--- BEGIN Rows ---

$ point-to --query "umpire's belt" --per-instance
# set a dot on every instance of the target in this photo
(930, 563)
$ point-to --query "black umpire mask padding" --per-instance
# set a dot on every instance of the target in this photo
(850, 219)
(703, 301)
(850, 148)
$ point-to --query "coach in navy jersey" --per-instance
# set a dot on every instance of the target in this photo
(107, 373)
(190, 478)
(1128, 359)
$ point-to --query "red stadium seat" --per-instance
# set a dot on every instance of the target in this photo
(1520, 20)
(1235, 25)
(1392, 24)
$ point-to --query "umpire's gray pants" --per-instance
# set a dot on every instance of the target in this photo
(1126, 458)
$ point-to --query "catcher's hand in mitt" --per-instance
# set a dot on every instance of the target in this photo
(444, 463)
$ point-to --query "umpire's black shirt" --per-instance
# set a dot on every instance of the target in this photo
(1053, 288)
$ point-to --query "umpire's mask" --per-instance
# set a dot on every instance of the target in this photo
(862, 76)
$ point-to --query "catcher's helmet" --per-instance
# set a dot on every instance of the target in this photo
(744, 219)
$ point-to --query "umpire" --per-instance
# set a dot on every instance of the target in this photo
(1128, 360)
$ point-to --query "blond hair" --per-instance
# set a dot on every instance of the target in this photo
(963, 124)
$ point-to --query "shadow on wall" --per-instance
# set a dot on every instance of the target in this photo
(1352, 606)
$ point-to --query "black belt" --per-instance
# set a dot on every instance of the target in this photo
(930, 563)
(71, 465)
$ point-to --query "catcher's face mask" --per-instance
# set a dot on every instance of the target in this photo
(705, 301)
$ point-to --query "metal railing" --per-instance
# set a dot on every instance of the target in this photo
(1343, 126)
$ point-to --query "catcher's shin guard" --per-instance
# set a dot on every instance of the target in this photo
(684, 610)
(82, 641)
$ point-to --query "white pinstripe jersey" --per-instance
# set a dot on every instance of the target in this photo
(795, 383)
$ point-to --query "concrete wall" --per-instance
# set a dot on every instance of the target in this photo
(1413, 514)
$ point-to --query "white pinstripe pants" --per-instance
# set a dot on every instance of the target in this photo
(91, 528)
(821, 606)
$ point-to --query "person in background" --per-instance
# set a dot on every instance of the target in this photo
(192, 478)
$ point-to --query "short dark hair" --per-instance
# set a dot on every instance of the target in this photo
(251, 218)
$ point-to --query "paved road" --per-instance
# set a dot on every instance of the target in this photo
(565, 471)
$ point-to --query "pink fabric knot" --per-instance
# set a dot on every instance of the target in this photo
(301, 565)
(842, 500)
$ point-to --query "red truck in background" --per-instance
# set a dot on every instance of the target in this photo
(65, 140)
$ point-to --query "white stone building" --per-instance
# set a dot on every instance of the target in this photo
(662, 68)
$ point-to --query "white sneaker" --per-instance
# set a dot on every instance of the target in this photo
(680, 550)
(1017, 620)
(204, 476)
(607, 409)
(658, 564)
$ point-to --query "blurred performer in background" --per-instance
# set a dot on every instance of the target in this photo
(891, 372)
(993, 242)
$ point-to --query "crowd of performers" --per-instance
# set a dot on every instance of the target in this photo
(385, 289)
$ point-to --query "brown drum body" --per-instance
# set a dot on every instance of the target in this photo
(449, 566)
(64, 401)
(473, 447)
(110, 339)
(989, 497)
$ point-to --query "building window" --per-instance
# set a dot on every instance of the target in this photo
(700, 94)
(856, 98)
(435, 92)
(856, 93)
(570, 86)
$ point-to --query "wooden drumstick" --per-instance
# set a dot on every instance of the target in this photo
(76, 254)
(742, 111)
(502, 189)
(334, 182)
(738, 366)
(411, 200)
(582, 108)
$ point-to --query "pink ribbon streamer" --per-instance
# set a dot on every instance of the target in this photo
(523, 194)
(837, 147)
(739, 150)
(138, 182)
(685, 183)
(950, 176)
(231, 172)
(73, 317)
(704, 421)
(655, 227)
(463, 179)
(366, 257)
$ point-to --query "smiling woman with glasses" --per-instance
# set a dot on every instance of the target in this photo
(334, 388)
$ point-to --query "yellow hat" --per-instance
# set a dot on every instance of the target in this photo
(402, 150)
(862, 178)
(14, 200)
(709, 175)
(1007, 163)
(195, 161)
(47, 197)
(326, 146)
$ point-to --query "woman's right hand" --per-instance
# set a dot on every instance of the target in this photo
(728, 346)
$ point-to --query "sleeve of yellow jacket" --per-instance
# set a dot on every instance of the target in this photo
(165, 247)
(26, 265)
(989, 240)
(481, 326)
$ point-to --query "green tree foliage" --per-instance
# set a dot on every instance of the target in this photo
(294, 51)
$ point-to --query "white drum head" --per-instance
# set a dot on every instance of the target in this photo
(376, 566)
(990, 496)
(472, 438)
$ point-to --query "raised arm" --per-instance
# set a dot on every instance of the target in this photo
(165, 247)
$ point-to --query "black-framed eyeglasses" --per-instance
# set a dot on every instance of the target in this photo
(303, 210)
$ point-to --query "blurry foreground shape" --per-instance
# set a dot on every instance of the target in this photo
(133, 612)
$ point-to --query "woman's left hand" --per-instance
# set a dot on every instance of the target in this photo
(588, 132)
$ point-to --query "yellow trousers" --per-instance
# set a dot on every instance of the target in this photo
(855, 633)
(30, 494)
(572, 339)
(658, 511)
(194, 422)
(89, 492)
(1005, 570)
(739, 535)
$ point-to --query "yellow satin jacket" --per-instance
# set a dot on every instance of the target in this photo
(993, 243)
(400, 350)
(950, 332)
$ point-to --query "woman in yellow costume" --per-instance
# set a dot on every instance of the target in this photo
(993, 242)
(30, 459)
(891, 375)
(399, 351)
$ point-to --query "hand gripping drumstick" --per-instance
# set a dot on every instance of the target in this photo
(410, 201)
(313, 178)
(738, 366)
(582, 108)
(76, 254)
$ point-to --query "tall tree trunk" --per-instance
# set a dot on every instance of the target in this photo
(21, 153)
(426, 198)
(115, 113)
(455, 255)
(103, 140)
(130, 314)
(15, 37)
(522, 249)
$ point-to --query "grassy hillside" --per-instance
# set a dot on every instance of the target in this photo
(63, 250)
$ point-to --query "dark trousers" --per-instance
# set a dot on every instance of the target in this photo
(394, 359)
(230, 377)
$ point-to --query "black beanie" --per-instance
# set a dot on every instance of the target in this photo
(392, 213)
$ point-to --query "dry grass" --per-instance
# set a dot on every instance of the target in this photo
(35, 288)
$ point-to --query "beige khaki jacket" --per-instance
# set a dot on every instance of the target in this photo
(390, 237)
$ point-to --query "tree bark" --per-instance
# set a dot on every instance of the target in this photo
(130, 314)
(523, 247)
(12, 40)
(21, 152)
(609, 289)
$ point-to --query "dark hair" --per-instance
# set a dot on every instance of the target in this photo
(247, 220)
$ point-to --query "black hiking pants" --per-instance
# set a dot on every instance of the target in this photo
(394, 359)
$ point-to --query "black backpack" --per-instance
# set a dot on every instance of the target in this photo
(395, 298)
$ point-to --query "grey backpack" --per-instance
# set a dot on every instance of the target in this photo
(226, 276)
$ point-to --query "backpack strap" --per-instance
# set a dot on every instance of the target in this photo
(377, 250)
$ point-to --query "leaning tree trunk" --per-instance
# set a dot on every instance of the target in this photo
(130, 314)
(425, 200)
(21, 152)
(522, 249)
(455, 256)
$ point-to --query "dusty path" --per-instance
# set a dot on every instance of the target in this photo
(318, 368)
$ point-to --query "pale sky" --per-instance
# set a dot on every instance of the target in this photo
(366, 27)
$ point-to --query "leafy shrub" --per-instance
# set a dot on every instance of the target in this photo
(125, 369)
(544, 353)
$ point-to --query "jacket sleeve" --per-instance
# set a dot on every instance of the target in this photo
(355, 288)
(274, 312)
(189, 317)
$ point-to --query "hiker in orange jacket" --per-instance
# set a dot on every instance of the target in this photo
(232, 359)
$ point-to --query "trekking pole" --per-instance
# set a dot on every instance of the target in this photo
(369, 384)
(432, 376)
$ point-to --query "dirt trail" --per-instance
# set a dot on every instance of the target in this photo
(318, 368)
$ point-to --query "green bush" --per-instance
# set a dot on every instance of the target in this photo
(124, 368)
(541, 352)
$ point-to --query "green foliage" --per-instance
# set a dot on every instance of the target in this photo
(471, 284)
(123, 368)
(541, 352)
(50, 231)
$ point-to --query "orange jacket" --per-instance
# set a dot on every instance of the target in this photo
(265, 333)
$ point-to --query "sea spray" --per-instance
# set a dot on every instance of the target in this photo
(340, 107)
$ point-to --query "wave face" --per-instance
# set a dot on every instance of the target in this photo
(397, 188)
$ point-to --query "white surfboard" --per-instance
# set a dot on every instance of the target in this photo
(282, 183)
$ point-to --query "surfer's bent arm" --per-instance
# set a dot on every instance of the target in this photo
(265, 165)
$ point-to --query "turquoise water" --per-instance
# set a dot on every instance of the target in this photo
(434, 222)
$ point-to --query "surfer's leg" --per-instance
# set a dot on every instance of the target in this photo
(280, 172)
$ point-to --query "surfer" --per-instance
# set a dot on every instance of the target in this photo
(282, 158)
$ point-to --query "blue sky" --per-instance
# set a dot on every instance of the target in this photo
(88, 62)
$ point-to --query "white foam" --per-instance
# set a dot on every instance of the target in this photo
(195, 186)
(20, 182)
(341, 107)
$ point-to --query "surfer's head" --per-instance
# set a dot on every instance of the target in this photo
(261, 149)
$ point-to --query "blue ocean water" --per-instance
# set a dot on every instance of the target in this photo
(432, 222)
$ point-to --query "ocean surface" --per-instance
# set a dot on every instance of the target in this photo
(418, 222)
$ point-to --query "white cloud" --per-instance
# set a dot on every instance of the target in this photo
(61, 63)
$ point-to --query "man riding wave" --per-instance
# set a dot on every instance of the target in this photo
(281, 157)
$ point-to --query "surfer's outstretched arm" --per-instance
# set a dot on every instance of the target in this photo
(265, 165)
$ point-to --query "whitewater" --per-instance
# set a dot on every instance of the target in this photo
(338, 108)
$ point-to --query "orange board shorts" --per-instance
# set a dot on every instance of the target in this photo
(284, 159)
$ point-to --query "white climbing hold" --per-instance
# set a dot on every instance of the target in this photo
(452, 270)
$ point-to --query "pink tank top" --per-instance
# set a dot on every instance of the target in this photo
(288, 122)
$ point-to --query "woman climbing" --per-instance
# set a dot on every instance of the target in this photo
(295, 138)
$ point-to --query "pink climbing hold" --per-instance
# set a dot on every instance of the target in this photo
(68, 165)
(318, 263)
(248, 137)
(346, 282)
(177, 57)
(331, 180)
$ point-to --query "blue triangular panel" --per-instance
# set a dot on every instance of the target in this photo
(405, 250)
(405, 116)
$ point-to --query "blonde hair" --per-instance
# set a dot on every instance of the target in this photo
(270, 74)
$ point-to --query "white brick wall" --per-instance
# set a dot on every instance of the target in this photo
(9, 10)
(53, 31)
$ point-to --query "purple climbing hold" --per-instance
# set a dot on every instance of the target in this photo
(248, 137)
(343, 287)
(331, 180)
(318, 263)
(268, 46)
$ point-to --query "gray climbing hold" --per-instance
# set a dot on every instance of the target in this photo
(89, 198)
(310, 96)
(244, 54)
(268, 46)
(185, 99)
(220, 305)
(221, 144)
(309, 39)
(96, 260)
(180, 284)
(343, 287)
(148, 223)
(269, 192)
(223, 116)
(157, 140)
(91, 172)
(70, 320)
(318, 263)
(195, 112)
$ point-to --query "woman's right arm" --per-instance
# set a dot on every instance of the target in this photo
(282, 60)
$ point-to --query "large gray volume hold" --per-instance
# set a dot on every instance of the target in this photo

--- END Rows ---

> Task to complete: Starting at the first line of the rows and stopping after the line that contains "(1352, 606)", change "stadium" to "ballpark" and leave everything else unchanged. Give back only those lines.

> Task answer:
$ point-to --query "umpire's belt" --per-instance
# set a dot on every instance of the target in this photo
(930, 563)
$ point-to --query "black umpire mask padding" --per-instance
# set a dot on every instance of the target in this photo
(850, 219)
(703, 301)
(850, 148)
$ point-to --query "coach in navy jersey" --per-instance
# set a dot on every instance of the target in this photo
(107, 373)
(190, 478)
(1128, 359)
$ point-to --query "red ballpark seat" --per-instance
# set a dot on every instance of the target in this photo
(1520, 20)
(1235, 25)
(1392, 24)
$ point-to --query "umpire's gray pants" --per-instance
# set a dot on every instance of the target in this photo
(1126, 458)
$ point-to --query "catcher's hand in mitt" --per-instance
# set a dot on every instance of the target in this photo
(444, 463)
$ point-to --query "umpire's black shirt" --per-instance
# set a dot on every instance of the target in this photo
(1053, 288)
$ point-to --query "umpire's mask" --per-instance
# set a dot on every instance of the target in this photo
(862, 76)
$ point-to --query "catcher's helmet" --per-instance
# set a dot on every instance of the target in this photo
(744, 219)
$ point-to --query "umpire" --per-instance
# set a dot on every instance of the target in this photo
(1128, 360)
$ point-to --query "blond hair" --per-instance
# set a dot on every instance of the target in this photo
(963, 124)
$ point-to --query "shadow on wall" --per-instance
# set a dot on every instance of the target in this photo
(1352, 606)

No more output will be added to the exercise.